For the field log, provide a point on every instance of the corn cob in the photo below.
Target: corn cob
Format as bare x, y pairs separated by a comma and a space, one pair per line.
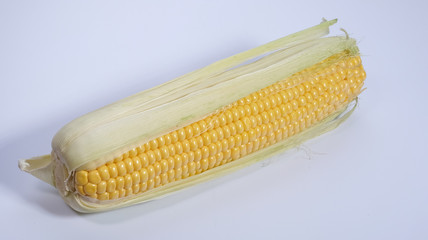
206, 123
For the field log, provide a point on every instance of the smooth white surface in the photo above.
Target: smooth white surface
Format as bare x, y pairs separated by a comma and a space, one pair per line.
366, 180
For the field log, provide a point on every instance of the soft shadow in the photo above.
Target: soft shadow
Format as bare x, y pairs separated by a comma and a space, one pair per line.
140, 210
36, 142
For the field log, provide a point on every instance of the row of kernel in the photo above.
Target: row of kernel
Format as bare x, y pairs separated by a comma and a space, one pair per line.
150, 157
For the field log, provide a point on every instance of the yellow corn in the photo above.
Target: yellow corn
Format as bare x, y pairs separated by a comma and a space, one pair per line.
245, 126
210, 137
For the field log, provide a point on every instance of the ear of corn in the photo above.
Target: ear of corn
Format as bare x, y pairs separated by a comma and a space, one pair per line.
206, 123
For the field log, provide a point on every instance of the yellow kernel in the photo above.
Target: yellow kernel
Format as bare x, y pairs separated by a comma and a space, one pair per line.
185, 158
235, 153
158, 168
136, 188
129, 165
128, 192
101, 187
243, 150
186, 146
144, 160
137, 163
206, 138
238, 140
181, 134
112, 170
143, 186
168, 140
171, 175
212, 149
161, 141
133, 153
121, 168
103, 196
185, 171
122, 193
178, 161
153, 144
158, 154
198, 155
211, 162
120, 183
232, 128
164, 165
192, 168
150, 184
111, 185
204, 164
144, 175
147, 146
151, 172
90, 188
80, 190
128, 181
94, 177
174, 137
164, 178
213, 136
81, 177
136, 179
164, 152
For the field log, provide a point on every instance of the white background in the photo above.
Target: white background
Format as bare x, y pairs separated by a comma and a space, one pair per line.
368, 179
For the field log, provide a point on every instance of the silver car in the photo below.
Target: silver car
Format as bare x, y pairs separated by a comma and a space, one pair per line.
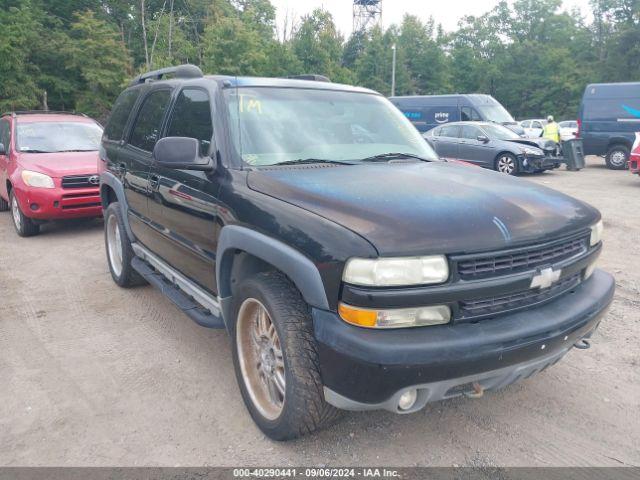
493, 146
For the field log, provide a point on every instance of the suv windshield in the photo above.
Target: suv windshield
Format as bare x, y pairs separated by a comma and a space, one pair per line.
500, 133
271, 126
50, 137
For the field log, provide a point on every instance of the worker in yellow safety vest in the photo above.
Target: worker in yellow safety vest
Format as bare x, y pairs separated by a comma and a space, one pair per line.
551, 130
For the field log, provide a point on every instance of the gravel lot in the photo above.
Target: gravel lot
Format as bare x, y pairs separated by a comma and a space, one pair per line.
93, 375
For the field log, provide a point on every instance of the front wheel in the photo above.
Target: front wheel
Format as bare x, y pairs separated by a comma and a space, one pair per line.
25, 227
617, 157
276, 359
119, 251
507, 163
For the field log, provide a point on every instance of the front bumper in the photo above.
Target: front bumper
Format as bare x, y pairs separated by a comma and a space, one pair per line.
59, 203
533, 164
634, 164
369, 369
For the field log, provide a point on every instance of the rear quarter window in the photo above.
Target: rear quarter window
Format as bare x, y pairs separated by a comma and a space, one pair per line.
610, 109
120, 114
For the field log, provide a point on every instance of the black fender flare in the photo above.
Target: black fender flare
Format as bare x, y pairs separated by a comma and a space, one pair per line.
300, 269
113, 182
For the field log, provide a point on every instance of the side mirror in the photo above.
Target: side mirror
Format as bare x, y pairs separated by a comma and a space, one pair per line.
181, 153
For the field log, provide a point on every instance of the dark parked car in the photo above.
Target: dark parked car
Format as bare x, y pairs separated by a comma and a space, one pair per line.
493, 146
352, 268
429, 111
608, 119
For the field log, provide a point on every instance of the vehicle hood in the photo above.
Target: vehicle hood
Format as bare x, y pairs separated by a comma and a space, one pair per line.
514, 127
426, 208
60, 164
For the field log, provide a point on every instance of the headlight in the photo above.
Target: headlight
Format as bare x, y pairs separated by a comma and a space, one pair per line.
394, 272
596, 233
396, 317
532, 151
37, 180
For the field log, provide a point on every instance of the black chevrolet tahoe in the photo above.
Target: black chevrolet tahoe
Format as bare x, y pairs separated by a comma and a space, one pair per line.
351, 267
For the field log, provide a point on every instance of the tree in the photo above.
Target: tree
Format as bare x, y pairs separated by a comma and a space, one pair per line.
102, 61
424, 58
18, 88
318, 46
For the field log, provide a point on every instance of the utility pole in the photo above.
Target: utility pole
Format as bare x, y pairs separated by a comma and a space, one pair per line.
393, 71
144, 34
170, 29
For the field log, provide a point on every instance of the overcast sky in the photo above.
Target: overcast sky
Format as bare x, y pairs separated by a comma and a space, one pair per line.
446, 12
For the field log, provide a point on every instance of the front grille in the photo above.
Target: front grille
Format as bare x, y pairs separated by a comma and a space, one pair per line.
78, 181
516, 301
519, 260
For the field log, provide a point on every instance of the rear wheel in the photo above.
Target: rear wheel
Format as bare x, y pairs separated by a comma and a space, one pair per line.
507, 163
24, 225
119, 251
276, 359
617, 157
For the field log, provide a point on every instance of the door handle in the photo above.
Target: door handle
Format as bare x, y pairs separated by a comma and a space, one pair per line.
154, 182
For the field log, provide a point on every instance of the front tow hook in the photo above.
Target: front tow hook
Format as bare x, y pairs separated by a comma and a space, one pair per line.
583, 344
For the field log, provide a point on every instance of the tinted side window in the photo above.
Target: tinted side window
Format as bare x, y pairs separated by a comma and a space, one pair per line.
470, 132
146, 130
451, 131
191, 117
120, 114
5, 134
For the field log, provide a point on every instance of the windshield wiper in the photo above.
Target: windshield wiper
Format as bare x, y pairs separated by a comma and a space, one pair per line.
393, 155
303, 161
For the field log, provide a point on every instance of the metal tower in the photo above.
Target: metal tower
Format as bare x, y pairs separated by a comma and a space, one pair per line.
366, 14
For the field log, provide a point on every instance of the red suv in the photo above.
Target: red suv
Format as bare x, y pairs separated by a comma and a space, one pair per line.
48, 168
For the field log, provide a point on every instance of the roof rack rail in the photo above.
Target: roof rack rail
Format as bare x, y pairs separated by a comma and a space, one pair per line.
181, 71
42, 112
310, 76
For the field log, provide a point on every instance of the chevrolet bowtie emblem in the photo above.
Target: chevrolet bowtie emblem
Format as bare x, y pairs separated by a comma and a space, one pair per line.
545, 278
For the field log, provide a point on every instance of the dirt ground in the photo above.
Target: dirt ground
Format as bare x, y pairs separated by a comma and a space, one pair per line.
94, 375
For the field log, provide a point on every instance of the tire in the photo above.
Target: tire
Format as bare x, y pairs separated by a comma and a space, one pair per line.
25, 227
118, 247
618, 157
277, 366
507, 163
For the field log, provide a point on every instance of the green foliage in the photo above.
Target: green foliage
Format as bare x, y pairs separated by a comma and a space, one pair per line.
18, 88
318, 45
97, 54
532, 56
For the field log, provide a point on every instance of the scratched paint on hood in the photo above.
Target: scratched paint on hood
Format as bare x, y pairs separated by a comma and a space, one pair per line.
422, 208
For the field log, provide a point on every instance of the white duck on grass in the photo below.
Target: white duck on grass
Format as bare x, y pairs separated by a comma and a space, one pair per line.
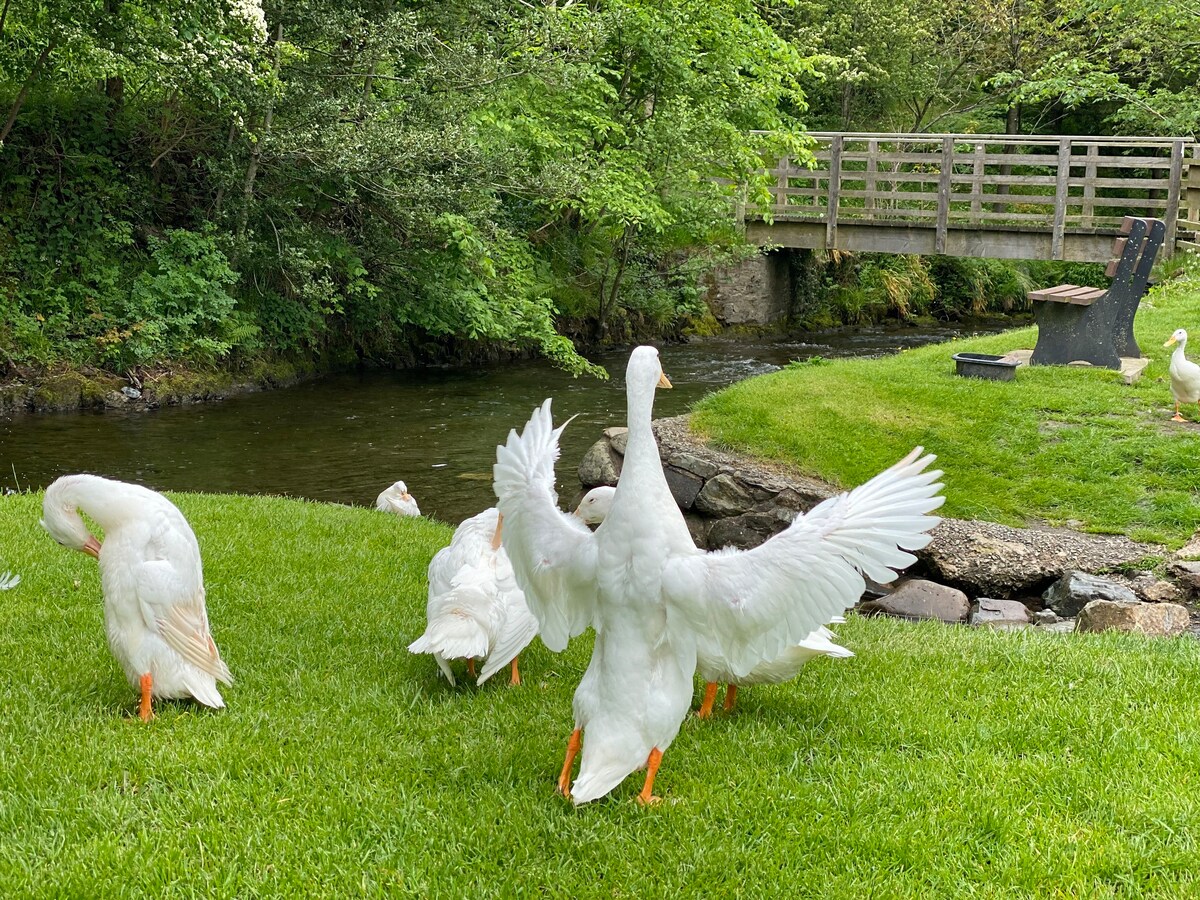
1185, 375
153, 582
397, 501
649, 593
475, 609
709, 664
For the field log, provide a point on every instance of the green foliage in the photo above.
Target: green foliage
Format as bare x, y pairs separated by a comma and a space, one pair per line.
933, 763
1059, 444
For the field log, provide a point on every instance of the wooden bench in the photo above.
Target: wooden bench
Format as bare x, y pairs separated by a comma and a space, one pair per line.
1093, 324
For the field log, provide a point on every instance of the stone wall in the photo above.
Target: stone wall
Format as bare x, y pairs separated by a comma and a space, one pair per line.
757, 292
730, 501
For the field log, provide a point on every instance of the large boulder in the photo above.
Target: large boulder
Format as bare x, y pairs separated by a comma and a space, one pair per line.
919, 599
600, 466
1074, 591
990, 559
1152, 619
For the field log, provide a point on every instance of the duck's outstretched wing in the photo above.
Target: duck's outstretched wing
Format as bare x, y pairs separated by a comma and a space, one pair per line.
553, 555
755, 604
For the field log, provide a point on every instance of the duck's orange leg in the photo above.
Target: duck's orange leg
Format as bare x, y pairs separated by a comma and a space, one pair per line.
144, 709
731, 696
706, 707
653, 761
573, 748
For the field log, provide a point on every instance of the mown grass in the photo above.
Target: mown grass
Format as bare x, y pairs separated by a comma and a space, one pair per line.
939, 762
1060, 445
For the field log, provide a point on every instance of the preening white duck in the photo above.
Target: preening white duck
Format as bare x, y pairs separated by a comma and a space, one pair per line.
1185, 375
709, 664
399, 501
153, 582
475, 607
649, 593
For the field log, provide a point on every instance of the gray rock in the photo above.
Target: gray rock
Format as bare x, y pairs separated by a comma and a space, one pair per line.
618, 438
1075, 591
684, 486
1047, 617
724, 496
600, 466
1158, 592
999, 615
1187, 574
693, 463
990, 559
919, 599
744, 532
1063, 627
1152, 619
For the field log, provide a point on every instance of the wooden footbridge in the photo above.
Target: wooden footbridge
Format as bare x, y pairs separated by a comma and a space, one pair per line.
999, 196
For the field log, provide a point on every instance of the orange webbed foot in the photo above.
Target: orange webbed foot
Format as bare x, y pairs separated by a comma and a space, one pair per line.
706, 707
144, 708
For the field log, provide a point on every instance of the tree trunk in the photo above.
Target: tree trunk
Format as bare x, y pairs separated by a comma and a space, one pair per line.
15, 109
256, 154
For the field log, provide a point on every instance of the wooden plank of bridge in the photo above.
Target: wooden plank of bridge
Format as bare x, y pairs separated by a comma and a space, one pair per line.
1062, 184
873, 151
834, 190
943, 193
1173, 197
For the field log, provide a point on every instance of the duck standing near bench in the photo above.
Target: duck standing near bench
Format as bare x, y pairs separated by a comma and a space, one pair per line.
1092, 324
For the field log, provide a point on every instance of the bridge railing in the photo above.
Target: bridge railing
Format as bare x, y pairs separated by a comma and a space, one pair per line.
942, 181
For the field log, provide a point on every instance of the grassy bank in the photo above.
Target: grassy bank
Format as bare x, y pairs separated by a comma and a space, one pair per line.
1057, 445
937, 762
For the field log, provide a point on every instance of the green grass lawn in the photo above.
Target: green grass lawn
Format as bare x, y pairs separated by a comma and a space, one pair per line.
940, 762
1060, 445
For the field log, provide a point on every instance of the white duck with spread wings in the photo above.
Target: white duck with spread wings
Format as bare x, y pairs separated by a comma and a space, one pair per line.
475, 609
711, 666
649, 593
153, 582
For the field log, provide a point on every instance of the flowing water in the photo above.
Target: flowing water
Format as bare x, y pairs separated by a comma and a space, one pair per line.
345, 438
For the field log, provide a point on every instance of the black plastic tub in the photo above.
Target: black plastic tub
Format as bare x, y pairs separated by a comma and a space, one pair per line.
983, 365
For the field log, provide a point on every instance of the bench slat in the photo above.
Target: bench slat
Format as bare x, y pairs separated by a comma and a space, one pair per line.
1068, 294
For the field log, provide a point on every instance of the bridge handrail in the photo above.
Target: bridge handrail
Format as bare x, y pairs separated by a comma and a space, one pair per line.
1089, 183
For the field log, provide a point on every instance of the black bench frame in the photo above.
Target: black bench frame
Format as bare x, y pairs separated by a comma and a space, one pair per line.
1092, 324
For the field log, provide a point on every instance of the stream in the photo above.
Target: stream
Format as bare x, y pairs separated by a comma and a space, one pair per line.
345, 438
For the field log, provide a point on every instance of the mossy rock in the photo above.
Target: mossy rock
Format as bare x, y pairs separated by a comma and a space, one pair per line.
72, 390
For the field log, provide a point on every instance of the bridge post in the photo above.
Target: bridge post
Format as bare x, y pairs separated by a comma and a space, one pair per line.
834, 191
1173, 196
1062, 189
943, 193
1089, 211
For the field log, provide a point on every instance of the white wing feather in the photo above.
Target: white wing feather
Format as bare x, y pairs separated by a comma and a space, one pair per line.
753, 605
553, 555
172, 599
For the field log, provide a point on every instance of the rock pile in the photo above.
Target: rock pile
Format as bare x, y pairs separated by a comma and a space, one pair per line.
977, 573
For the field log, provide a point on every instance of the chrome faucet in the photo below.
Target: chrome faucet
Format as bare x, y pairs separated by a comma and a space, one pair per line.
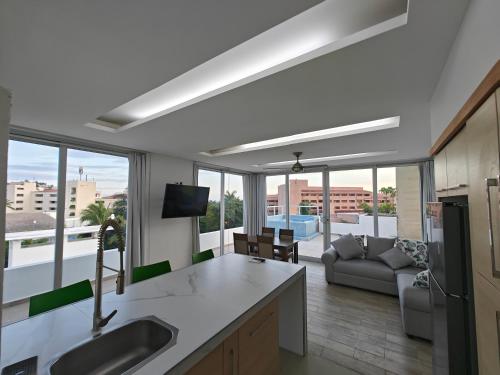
99, 321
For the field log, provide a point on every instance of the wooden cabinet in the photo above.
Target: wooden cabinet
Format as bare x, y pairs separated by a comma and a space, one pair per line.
212, 364
483, 159
258, 340
456, 165
440, 176
487, 302
253, 349
451, 167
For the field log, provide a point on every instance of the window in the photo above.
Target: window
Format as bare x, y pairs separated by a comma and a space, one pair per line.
276, 201
354, 218
26, 250
89, 173
31, 228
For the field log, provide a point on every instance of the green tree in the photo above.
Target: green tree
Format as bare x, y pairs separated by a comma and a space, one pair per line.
233, 207
95, 213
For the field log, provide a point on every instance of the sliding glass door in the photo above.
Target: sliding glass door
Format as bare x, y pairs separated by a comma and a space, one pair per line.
226, 197
210, 237
233, 209
276, 194
306, 211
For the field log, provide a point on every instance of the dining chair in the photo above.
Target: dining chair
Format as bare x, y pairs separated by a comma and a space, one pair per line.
151, 270
286, 234
203, 256
60, 297
240, 243
265, 245
268, 231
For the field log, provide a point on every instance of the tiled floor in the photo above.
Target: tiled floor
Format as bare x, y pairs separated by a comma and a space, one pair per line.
356, 330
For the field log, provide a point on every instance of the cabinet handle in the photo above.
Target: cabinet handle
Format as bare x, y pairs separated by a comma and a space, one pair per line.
491, 182
234, 368
458, 186
256, 330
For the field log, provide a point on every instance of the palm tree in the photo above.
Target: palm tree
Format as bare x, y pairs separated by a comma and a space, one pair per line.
95, 213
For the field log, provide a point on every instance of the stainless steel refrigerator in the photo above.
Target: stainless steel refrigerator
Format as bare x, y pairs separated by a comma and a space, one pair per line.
450, 277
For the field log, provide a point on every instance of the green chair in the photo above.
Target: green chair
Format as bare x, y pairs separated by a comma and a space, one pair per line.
151, 270
203, 256
60, 297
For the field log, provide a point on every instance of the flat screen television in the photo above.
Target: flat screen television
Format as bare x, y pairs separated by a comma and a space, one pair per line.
184, 201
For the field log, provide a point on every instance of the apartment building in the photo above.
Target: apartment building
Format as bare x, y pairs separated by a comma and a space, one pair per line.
30, 197
342, 199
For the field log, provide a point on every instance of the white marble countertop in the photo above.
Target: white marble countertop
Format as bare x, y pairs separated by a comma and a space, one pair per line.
201, 301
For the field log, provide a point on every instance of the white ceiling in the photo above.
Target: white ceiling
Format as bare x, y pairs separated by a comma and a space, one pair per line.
67, 62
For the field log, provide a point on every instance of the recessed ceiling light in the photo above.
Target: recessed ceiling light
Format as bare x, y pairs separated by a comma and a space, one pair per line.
338, 131
324, 28
328, 158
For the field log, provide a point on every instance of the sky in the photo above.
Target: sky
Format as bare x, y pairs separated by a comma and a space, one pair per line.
29, 161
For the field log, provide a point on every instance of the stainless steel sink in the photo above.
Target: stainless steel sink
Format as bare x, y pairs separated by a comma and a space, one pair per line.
120, 351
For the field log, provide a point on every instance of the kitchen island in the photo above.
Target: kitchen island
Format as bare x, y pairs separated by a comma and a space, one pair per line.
208, 303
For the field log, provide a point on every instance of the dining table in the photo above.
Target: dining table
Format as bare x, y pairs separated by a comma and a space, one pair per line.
282, 245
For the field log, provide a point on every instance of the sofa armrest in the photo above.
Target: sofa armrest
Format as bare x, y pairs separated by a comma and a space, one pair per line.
330, 256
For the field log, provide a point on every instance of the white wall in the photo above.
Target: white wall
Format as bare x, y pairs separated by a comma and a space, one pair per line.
168, 238
475, 50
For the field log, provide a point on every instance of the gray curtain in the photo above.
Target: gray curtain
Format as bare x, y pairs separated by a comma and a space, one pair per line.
137, 210
196, 220
427, 191
254, 203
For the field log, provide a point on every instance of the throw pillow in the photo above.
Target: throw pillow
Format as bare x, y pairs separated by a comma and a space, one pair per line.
421, 279
347, 247
395, 258
416, 249
378, 245
361, 240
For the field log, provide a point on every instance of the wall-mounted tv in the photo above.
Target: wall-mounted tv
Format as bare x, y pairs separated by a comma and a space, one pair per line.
184, 201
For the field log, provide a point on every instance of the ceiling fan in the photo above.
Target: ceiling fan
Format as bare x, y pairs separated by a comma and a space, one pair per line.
298, 166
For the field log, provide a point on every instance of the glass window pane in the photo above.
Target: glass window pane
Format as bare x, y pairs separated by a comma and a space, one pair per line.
399, 209
210, 224
351, 202
306, 208
30, 223
276, 202
96, 188
233, 209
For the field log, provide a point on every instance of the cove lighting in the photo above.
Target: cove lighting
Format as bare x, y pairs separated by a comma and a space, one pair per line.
339, 131
324, 28
328, 158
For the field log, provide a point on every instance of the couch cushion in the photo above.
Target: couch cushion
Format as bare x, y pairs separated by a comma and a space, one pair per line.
411, 297
378, 245
396, 258
365, 268
347, 247
416, 249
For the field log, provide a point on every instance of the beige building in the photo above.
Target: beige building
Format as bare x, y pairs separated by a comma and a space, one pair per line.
28, 197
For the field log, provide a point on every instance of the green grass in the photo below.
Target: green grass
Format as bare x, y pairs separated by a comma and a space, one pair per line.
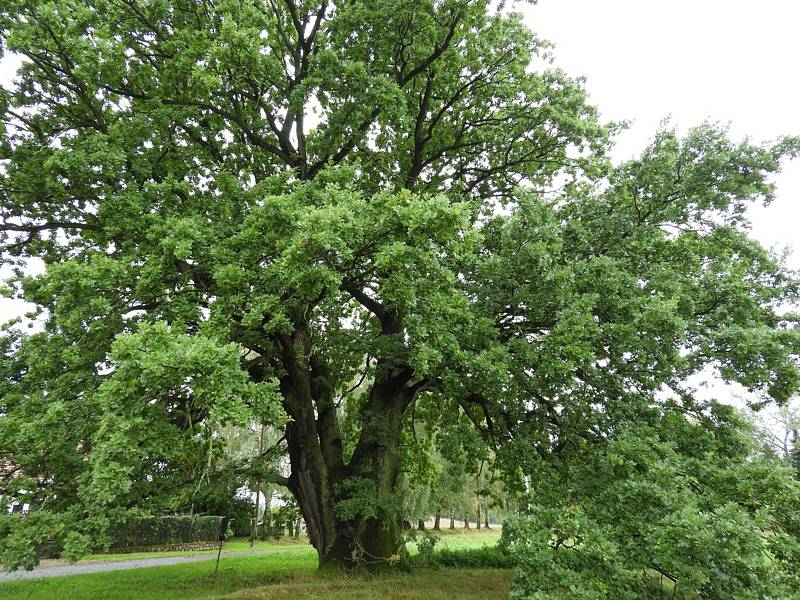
234, 545
280, 575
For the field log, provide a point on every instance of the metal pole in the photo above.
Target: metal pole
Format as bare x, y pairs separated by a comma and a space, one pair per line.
254, 535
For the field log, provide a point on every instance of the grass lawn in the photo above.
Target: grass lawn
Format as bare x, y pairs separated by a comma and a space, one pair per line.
280, 575
234, 545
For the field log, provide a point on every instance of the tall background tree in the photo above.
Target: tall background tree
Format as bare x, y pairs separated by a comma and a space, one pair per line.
325, 215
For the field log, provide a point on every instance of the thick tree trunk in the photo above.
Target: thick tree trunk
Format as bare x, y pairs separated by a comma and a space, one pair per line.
349, 508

**What to do**
Copy exactly the lines from the one containing "cushion in the photo above." through the final line of the records above, both included, and leave out any pictures.

**Task solution**
For the field log, provide a point on every instance of the couch cushion in the photo above.
Target: couch cushion
Format as bare x, y pairs separated by a comma and a space, one pair per line.
411, 297
378, 245
396, 258
365, 268
347, 247
416, 249
For the field log, provide a point on every instance of the beige building in the photo above.
Target: beige building
Format as bare x, y pairs separated by a comma and a space, one pair per line.
28, 197
For the field log, provide a point on every instance of the green grass in the photo below.
Target: green grass
Format as bare x, y pairs separated by a comma and a space, one pair per line.
234, 545
280, 575
For the field log, provide a point on every instance of the metal pole in the photo above.
Target: metal pole
Format as bare x, y pairs separated by a comma and a space, one pair per line.
254, 535
For the field log, provide a point on every instance of the grass lawn in the photo above.
Target: grass lawn
Format as bare x, y pairs separated by a comma and a space, one pair per line.
280, 575
234, 545
For the field log, provide a point on every instance of the tall background tree in the photo above.
Target: tall background tree
Format as bare x, y pairs separated by a comma and a space, one pair per line.
325, 215
For the field log, provide a point on every instance of the thick tree trunk in the photo above.
Target: thick tree trunk
Format as bare x, y pairs separated by a comma and a space, one pair per line.
349, 508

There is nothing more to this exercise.